- İstenen Görevler:
1. Tüketicinin korunmasıyla ilgili genel kurul konuşmasından "ÖMER FETHİ GÜRER" sözleriyle başlayıp "oran da konmuyor." sözlerine kadar süren bölümü hiçbir değişiklik yapmadan yazın.
2. Kayıtlarda "siding" sözcüğünü içeren bütün satırları seçip aynen aktarın.

- Verilen Metin:

---------------

GENEL KURUL KONUŞMASI
Konu: Tüketicinin Korunması Hakkında Kanunda Değişiklik Yapılmasına Dair Kanun Teklifi münasebetiyle
Yasama Yılı:5
Birleşim:70
Tarih:23.03.2022

ÖMER FETHİ GÜRER (Niğde) - Sayın Başkan, değerli milletvekilleri; tüketicilerle ilgili çıkarılan her kanunu olumlu buluyoruz ancak bunun daha faydalı olabilmesi için muhalefet olarak getirilen önerilerin de değerlendirilmesi gerekir. Adalet ve Kalkınma Partisinin genelde bu tür düzenlemeleri bir iş düzenlemesi gibi geliyor, adı "tüketiciyi koruma" olarak konsa da mevcut sistemle ilgili bazı düzenlemeleri içeriyor.

Örneğin, bu kanun teklifi içinde özel servis ve yetkili servislerle ilgili düzenleme yer alıyor. Bu düzenlemede yetkili servislerin lehine olumlu bir gelişme var. Peki, yetkili servislerin vatandaş ilişkisiyle ilgili bir düzenleme var mı? Yok. Gidiyorsunuz; bakım parası, yedek parça parası, bunun gibi fiyatlarda korkunç artışlar var. Burada tüketiciyi koruyacak bir düzenleme ne yazık ki yer almıyor, orada bir oran da konmuyor.

---------------

- Saklanan Kayıtlar:

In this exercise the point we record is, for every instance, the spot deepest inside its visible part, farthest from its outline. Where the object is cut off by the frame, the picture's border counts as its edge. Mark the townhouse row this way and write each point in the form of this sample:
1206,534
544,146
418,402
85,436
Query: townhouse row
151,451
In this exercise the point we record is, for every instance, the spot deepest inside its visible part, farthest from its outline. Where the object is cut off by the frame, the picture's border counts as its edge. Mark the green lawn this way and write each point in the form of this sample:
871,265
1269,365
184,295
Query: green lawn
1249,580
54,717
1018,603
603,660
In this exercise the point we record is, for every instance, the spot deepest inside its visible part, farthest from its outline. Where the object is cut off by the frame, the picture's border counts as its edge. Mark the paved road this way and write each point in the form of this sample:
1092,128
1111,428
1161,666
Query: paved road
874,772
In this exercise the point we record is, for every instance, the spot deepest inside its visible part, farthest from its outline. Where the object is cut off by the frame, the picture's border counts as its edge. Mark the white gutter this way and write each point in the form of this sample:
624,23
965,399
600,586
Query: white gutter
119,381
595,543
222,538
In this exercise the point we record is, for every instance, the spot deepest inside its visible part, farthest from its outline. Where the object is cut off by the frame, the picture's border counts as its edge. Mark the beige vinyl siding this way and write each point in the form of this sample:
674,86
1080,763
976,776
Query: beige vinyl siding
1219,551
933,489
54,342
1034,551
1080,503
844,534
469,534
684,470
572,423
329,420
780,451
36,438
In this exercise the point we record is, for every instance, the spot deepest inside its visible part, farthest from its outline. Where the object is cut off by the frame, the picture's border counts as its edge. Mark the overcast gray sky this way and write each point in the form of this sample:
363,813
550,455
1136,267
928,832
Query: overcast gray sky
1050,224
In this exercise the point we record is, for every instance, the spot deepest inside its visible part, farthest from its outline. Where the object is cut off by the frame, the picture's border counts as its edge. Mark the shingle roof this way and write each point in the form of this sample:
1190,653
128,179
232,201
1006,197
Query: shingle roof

---------------

- Yanıtlar:
1.
ÖMER FETHİ GÜRER (Niğde) - Sayın Başkan, değerli milletvekilleri; tüketicilerle ilgili çıkarılan her kanunu olumlu buluyoruz ancak bunun daha faydalı olabilmesi için muhalefet olarak getirilen önerilerin de değerlendirilmesi gerekir. Adalet ve Kalkınma Partisinin genelde bu tür düzenlemeleri bir iş düzenlemesi gibi geliyor, adı "tüketiciyi koruma" olarak konsa da mevcut sistemle ilgili bazı düzenlemeleri içeriyor.

Örneğin, bu kanun teklifi içinde özel servis ve yetkili servislerle ilgili düzenleme yer alıyor. Bu düzenlemede yetkili servislerin lehine olumlu bir gelişme var. Peki, yetkili servislerin vatandaş ilişkisiyle ilgili bir düzenleme var mı? Yok. Gidiyorsunuz; bakım parası, yedek parça parası, bunun gibi fiyatlarda korkunç artışlar var. Burada tüketiciyi koruyacak bir düzenleme ne yazık ki yer almıyor, orada bir oran da konmuyor.

2.
In this exercise the point we record is, for every instance, the spot deepest inside its visible part, farthest from its outline. Where the object is cut off by the frame, the picture's border counts as its edge. Mark the beige vinyl siding this way and write each point in the form of this sample:
Query: beige vinyl siding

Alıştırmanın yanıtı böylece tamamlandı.